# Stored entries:
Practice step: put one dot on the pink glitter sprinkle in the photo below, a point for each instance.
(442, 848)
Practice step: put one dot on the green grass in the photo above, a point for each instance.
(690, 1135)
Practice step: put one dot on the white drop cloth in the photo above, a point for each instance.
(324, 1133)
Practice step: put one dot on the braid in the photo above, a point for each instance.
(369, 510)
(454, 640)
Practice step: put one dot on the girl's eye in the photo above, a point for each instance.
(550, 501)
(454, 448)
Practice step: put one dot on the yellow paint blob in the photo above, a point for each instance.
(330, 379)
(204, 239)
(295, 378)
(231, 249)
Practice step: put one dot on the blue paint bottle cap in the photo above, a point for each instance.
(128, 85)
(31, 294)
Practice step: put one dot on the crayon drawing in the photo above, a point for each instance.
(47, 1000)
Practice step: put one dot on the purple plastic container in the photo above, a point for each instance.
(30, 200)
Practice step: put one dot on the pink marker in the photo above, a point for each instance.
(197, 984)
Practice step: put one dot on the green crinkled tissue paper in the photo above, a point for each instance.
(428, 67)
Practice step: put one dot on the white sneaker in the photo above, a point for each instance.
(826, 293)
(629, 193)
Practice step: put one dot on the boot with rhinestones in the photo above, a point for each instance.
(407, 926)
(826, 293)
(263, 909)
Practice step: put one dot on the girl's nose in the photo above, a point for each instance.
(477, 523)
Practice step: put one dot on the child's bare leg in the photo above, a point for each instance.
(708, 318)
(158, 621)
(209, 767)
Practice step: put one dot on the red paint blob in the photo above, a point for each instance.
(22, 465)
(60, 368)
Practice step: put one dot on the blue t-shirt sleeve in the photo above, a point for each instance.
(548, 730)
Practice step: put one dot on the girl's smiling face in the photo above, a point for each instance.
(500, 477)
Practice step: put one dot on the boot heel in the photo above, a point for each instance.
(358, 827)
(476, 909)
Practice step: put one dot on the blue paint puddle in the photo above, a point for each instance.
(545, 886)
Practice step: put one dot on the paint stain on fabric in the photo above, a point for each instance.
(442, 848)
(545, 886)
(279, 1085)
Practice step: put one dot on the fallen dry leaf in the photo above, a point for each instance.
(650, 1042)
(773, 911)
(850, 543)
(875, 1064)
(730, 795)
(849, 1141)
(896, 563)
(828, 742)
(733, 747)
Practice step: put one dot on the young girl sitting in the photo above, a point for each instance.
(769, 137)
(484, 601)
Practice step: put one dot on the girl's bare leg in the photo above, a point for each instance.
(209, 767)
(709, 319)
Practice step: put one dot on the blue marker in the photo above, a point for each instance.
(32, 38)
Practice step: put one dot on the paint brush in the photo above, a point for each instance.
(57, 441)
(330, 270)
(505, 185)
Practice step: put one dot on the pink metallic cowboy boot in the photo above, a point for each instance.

# WHAT YOU HAVE TO DO:
Please repeat each line from the one with "Practice step: put one dot on the child's" through the last line of the data above, and add nothing.

# TASK RESPONSE:
Practice step: put one dot on the child's bare leg in the photo above, a point for each instance.
(708, 318)
(158, 621)
(209, 767)
Practice step: put one dot on the red paint blob in the photo above, a point for each instance.
(22, 465)
(60, 368)
Practice step: put one dot on the blue t-shirt sleeve in the photo above, a point for each instance.
(548, 730)
Practice step: put one dot on the girl's smiling face in the photo above, a point for each instance.
(500, 477)
Practice step: put one dot on the boot heel in the photo above, a point for each instance.
(358, 827)
(476, 909)
Practice step: put one dot on the blue paint puddle in the photo above, a point for each instance.
(545, 886)
Practice step: put one dot on the paint stain on fabric in the photo above, a point for each instance.
(442, 848)
(545, 886)
(279, 1085)
Practice step: put one dot on the fallen dry leaf in the photo above, a point for each instance.
(650, 1042)
(773, 911)
(850, 543)
(875, 1064)
(730, 795)
(849, 1141)
(896, 563)
(828, 742)
(733, 747)
Practice step: put one dot on the young girl sitting in the photo above, a point for each instance.
(769, 137)
(484, 601)
Practice step: put one dot on the girl's bare leg in the photo above, a point for each instance.
(209, 767)
(709, 319)
Practice step: put one dot on the blue marker in the photo above, a point for each instance.
(32, 38)
Practice step: put one dot on the paint brush in the photo above, a point for each instance.
(57, 441)
(330, 270)
(505, 185)
Practice step: put one dot on the pink metallic cowboy boot in the photo above, a point for each instance.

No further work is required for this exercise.